SET TASK:
Give the stretch of the listing from the line containing "Where can the player's shoulder" through the line containing "<point>177,75</point>", both ends included, as a numbered list with blank lines left out.

RECORDS TO USE:

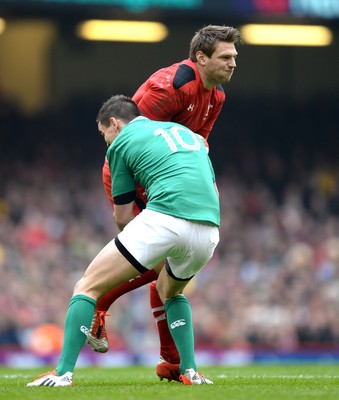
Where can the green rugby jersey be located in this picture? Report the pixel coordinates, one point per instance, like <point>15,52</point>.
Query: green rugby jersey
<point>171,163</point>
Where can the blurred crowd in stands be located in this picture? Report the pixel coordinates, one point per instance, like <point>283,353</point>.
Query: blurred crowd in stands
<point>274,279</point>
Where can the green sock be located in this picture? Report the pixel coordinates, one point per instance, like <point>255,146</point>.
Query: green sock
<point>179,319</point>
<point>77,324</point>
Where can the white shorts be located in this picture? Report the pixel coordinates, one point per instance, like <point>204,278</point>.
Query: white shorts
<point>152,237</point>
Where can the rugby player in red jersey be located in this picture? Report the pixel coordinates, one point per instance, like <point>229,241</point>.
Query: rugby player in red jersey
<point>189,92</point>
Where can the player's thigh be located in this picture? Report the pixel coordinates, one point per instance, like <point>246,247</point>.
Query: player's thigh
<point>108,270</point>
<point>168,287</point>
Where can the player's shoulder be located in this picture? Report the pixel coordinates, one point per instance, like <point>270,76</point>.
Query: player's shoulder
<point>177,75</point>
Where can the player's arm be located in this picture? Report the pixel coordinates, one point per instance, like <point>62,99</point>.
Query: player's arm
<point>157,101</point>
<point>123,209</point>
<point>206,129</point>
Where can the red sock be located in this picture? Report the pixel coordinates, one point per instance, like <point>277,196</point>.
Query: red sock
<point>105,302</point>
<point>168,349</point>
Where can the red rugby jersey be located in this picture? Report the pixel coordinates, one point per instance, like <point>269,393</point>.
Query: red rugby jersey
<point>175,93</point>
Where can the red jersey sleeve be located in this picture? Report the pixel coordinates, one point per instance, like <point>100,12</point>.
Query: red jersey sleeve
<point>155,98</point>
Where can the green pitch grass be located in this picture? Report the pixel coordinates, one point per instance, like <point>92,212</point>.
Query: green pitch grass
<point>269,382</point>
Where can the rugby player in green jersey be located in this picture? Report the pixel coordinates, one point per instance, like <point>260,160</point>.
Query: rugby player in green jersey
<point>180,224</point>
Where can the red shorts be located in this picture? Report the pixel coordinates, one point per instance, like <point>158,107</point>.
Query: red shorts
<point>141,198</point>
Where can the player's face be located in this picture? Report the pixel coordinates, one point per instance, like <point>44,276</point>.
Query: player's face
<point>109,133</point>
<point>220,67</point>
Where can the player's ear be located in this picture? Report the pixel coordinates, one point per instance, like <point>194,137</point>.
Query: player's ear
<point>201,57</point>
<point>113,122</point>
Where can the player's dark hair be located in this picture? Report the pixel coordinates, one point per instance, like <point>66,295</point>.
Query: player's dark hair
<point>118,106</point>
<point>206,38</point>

* * *

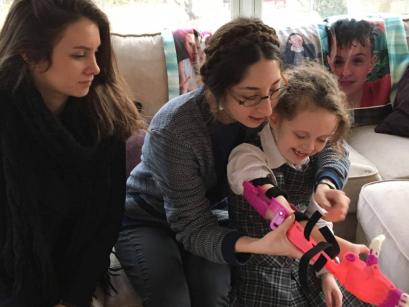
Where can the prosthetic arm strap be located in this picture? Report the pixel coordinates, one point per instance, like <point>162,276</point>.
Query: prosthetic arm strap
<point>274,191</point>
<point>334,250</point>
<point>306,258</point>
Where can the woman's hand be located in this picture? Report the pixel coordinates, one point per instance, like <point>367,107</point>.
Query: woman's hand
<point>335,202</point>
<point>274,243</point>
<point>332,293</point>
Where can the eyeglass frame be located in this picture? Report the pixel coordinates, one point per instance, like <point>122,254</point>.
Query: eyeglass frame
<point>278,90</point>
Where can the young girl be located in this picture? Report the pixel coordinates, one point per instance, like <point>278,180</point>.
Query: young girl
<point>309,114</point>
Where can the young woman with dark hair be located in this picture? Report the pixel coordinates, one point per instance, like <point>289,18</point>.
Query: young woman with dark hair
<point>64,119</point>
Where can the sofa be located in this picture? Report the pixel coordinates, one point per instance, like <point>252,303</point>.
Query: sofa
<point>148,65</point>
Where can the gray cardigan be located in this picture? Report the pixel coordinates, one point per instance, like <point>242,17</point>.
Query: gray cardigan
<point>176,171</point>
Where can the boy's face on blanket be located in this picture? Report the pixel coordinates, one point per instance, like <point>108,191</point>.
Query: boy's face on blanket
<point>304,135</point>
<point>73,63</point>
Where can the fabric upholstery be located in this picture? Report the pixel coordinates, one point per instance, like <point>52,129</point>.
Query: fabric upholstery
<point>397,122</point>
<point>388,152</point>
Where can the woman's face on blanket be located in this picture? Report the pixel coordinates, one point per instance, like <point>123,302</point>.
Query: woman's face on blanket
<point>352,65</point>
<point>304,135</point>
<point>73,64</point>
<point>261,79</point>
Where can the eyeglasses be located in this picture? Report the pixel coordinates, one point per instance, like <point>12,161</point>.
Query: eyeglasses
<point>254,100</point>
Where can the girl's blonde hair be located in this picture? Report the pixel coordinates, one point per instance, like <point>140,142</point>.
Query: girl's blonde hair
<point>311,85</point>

* * *

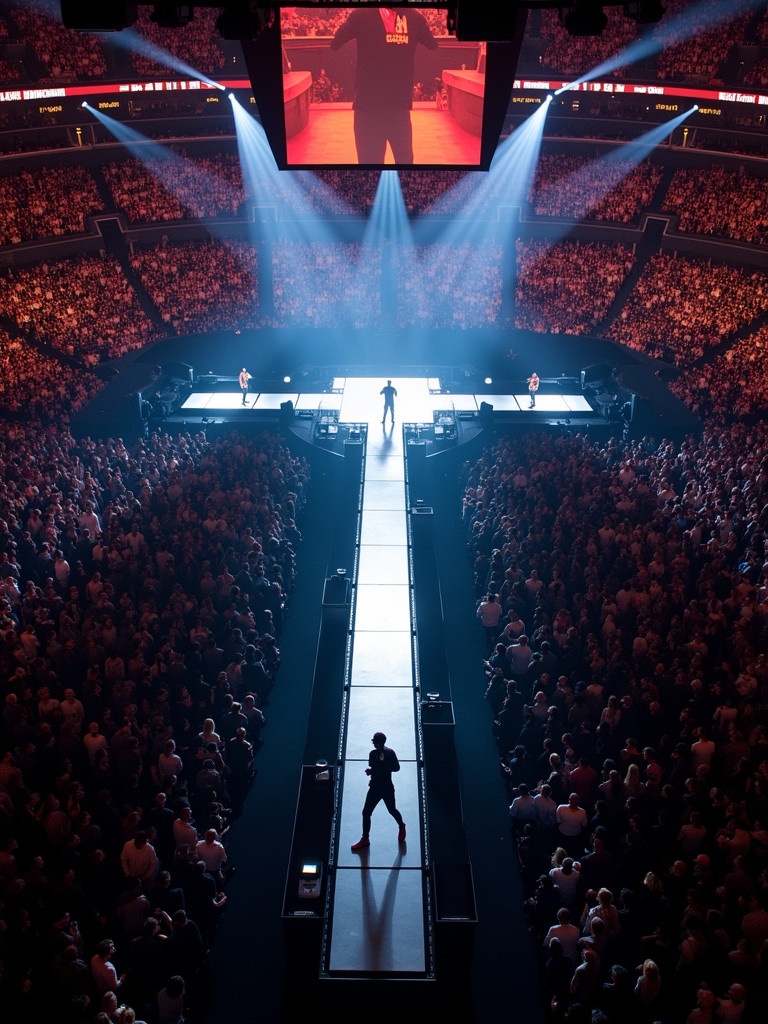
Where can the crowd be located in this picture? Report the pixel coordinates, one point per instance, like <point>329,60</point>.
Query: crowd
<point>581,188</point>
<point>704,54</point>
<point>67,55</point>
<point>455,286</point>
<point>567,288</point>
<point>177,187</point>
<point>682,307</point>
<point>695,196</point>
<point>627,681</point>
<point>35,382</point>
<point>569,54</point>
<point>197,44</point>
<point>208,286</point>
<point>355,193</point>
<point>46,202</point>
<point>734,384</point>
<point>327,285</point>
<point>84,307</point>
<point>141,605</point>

EXERCISE SOLUTION:
1. Where can the player's shoulder be located in this picture? Report the pixel coordinates, one point per instance, like <point>270,76</point>.
2. Query: player's shoulder
3. <point>177,75</point>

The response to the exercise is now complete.